TASK GOAL
Repeat the records below exactly.

AVAILABLE RECORDS
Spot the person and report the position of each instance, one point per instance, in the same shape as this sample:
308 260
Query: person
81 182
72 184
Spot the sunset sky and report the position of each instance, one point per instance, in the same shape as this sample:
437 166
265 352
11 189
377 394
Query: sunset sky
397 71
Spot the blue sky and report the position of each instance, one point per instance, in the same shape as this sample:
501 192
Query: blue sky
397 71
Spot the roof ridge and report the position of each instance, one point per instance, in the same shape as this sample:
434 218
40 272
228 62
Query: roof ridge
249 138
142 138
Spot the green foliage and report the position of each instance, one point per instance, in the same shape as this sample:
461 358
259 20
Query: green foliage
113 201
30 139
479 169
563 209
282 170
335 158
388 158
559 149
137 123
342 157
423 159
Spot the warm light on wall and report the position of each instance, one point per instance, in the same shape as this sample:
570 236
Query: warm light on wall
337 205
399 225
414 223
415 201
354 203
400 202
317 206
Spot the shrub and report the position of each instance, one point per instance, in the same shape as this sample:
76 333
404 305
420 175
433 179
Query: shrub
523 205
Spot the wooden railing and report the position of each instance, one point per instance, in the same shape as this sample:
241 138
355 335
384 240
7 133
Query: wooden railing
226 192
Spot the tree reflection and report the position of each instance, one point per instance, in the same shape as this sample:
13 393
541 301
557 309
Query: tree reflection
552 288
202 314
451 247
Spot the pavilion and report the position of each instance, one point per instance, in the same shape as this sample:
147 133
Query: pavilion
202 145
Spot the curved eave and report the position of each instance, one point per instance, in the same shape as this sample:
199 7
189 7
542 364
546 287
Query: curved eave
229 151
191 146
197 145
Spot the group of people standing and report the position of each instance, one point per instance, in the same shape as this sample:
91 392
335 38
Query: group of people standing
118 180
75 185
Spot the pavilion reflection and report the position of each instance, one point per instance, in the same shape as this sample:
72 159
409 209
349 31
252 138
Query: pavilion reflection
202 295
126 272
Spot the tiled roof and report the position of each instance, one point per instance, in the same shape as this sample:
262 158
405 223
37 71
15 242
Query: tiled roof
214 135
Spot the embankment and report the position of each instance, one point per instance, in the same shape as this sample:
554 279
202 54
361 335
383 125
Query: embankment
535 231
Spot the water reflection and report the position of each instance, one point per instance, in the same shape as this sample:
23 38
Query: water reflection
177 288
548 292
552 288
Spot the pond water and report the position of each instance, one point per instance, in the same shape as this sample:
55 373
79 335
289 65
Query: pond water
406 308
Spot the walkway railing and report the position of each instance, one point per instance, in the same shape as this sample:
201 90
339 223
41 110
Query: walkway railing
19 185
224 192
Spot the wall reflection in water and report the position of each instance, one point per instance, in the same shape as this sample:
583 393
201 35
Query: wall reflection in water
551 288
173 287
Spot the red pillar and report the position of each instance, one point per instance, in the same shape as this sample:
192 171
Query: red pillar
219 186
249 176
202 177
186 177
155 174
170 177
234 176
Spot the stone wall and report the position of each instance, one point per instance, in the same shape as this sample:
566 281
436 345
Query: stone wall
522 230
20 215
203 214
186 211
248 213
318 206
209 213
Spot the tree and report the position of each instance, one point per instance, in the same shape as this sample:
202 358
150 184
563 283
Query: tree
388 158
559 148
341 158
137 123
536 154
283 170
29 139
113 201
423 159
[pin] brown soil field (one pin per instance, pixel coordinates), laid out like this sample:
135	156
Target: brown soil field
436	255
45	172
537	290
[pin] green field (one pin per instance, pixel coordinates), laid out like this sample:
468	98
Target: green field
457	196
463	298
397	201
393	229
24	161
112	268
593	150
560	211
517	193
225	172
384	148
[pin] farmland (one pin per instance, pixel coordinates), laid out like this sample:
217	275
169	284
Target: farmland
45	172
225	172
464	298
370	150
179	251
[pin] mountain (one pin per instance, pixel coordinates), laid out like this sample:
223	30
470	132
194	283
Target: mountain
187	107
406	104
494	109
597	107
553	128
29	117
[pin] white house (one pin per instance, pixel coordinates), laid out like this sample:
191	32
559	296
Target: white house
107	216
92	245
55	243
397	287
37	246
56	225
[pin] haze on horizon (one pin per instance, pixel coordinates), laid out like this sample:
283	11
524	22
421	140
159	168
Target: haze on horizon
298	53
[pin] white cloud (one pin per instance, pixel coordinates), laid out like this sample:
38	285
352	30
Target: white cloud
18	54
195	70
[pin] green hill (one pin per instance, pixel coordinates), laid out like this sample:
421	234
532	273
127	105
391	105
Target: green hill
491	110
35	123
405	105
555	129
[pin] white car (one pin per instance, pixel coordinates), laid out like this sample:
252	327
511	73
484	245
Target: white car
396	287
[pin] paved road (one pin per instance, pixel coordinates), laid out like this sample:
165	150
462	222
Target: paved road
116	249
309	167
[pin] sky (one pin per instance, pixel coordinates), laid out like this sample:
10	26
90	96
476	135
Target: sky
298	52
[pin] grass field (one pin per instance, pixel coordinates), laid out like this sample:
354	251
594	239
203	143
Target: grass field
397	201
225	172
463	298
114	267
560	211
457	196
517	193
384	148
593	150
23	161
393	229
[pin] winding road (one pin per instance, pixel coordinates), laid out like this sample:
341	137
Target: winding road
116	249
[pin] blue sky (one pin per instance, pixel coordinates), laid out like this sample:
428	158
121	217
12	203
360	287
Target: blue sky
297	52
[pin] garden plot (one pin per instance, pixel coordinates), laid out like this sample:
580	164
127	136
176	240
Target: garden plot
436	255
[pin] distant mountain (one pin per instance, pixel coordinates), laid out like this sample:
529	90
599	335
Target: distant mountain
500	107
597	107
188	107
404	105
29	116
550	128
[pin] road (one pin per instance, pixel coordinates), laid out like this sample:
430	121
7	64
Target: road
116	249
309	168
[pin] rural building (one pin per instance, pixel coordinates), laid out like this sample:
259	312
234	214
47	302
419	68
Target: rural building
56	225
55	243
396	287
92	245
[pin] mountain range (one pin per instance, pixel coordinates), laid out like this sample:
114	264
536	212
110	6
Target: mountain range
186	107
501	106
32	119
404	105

SOLVED PROBLEM
Spot the person and report the position of each instance, one point per instance, in the same shape as this sample:
308 260
Query: person
81 182
72 184
Spot the sunset sky and report the position of each instance, one point per instance, in the same shape as this sample:
437 166
265 352
11 189
377 394
Query: sunset sky
397 71
Spot the blue sky and report the position of each instance, one point per instance, in the same shape as this sample:
501 192
Query: blue sky
397 71
Spot the roof ridge and report the position of each instance, one point per instance, in the same shape as this sample:
434 218
40 272
228 62
Query: roof ridge
249 138
142 138
Spot the green foliage and report the position of each instance, one point per instance, in the same shape as this sample:
461 358
259 20
Query: green foliage
113 201
30 139
479 169
563 209
282 170
335 158
388 158
559 149
137 123
342 157
423 159
Spot the warm light on wall and report the position of each instance, one point per instance, in the same shape as this sample:
570 236
Query: warm light on wall
337 205
399 225
414 223
415 201
354 203
400 202
317 206
Spot the shrub and report the position of each instance, one point per instance, in the same shape as this sample:
76 333
404 305
420 175
433 179
Query: shrub
523 205
Spot the wooden railing and report the position of each instance, one point per instance, in the same shape as this sample:
241 138
355 335
384 240
7 133
Query: wooden railing
226 192
Spot the tree reflection and report the position of each instance, one point per instance, in the same shape as this sample:
13 393
541 301
557 309
Query: tree reflection
552 288
202 314
451 247
Spot the pavilion and report the position of each instance, one point per instance, in the same shape as this sample:
147 133
Query: pavilion
202 145
Spot the curved eave and report the position of each instance, one point per instance, in the same shape as this sample:
199 7
189 7
542 364
546 287
Query: curved eave
229 151
191 146
197 145
Spot the group of people standing and report the position of each instance, one point per instance, in the same shape as this sample:
91 392
335 38
Query: group of people standing
118 180
75 185
Spot the pavilion reflection and report the position of each instance, one point per instance, in the same shape as this sample:
72 159
409 209
349 31
252 138
Query: pavilion reflection
202 295
126 272
Spot the tiled roof and report the position of each instance, one point per instance, in the same shape as this sample:
262 158
405 223
37 71
15 242
Query: tiled roof
214 135
Spot the embankment and report the position of each instance, one point per instance, in the same shape as this sample:
554 279
202 54
361 335
383 125
Query: embankment
535 231
Spot the water reflection and report the position of each instance, one point per instance, in the same shape as this sample:
23 38
Query: water reflection
177 288
548 292
552 288
Spot the pond water and report the position of each instance, one point per instance, in the same shape as this sample:
55 373
79 335
289 65
Query: pond water
406 308
Spot the walkway railing and report the position of each instance, one point per instance, in the same shape as this sample:
201 90
339 223
41 110
Query: walkway railing
19 185
224 192
Spot the wall reflection in water and report the position of each instance, one point per instance, in the same shape as this sample:
583 393
201 35
Query: wall reflection in water
551 288
173 287
Spot the red pillar and report the position of each instance, one point per instance, in the same shape as this sample:
192 171
Query: red pillar
219 186
249 176
202 177
186 177
155 174
170 177
234 176
Spot the stone wall and report the position of each instance, one point per instance, in the same shape as this sample:
566 281
436 345
Query: stone wall
522 230
20 215
203 214
186 211
248 213
318 206
209 213
Spot the tree and report the position of each instance, one point per instance, in the same shape as this sample:
202 358
150 184
563 283
Query: tree
388 158
559 148
341 158
137 123
536 154
283 170
29 139
113 201
423 159
[pin] brown soil field (one pin per instance, pixel coordinates), laid out like this sample:
135	156
Target: brown soil field
436	255
45	172
537	290
[pin] green field (one pin per instance, pixel coordinates), laid out like this sample:
468	98
Target: green field
457	196
463	298
397	201
393	229
24	161
112	268
593	150
560	211
517	193
225	172
384	148
[pin] farmland (one pin per instance, pixel coordinates), laid out like this sample:
217	275
169	284
Target: farmland
45	172
225	172
464	298
370	150
179	251
[pin] mountain (one pin per instance, pixel coordinates), laid out like this sample:
223	30
470	132
194	283
Target: mountain
187	107
406	104
494	109
597	107
553	128
29	117
[pin] white house (one pin per instance, pixel coordinates), laid out like this sample:
191	32
559	296
Target: white house
107	216
92	245
55	243
397	287
37	246
56	225
[pin] haze on horizon (one pin per instance, pixel coordinates), laid out like this sample:
283	11
524	22
421	140
159	168
Target: haze on horizon
298	53
[pin] white cloud (one pin per instance, pixel coordinates), laid out like this sample:
38	285
352	30
Target: white cloud
18	54
195	70
[pin] green hill (one pin per instance, pixel coordinates), laid out like this sample:
421	234
532	273
127	105
391	105
Target: green hill
491	110
35	123
405	105
555	129
[pin] white car (one pin per instance, pixel coordinates), laid out like this sample:
252	327
511	73
484	245
Target: white car
396	287
[pin] paved road (one pin per instance, pixel coordinates), laid out like this sample:
165	150
462	222
Target: paved road
116	249
309	167
[pin] sky (one pin per instance, pixel coordinates), laid out like this sample:
10	26
90	96
476	135
Target: sky
298	52
[pin] grass field (one pin per instance, pixel coordinates), laid out like this sample:
354	251
594	239
203	143
Target: grass field
397	201
225	172
463	298
114	267
560	211
457	196
517	193
384	148
593	150
23	161
393	229
[pin] winding road (one pin per instance, pixel coordinates), laid out like this sample:
341	137
Target: winding road
116	249
[pin] blue sky (one pin per instance, pixel coordinates), laid out like this sample:
428	158
121	217
12	203
360	287
Target: blue sky
297	52
[pin] garden plot (one pin per instance, pixel coordinates), laid out like this sample:
580	164
127	136
176	240
Target: garden plot
436	255
[pin] distant mountain (one pin per instance, pixel coordinates), laid out like this sample:
529	90
599	335
Target: distant mountain
500	107
597	107
188	107
404	105
29	116
550	128
[pin] road (one pin per instance, pixel coordinates), laid out like this sample:
430	121
7	64
Target: road
116	249
309	168
[pin] rural building (one pin per instance, pixel coordinates), laid out like this sample:
259	312
234	214
47	302
419	68
Target: rural building
56	225
55	243
396	287
92	245
[pin] mountain range (one pin per instance, pixel coordinates), laid out like this sample:
114	264
536	212
110	6
Target: mountain range
186	107
501	106
32	119
404	105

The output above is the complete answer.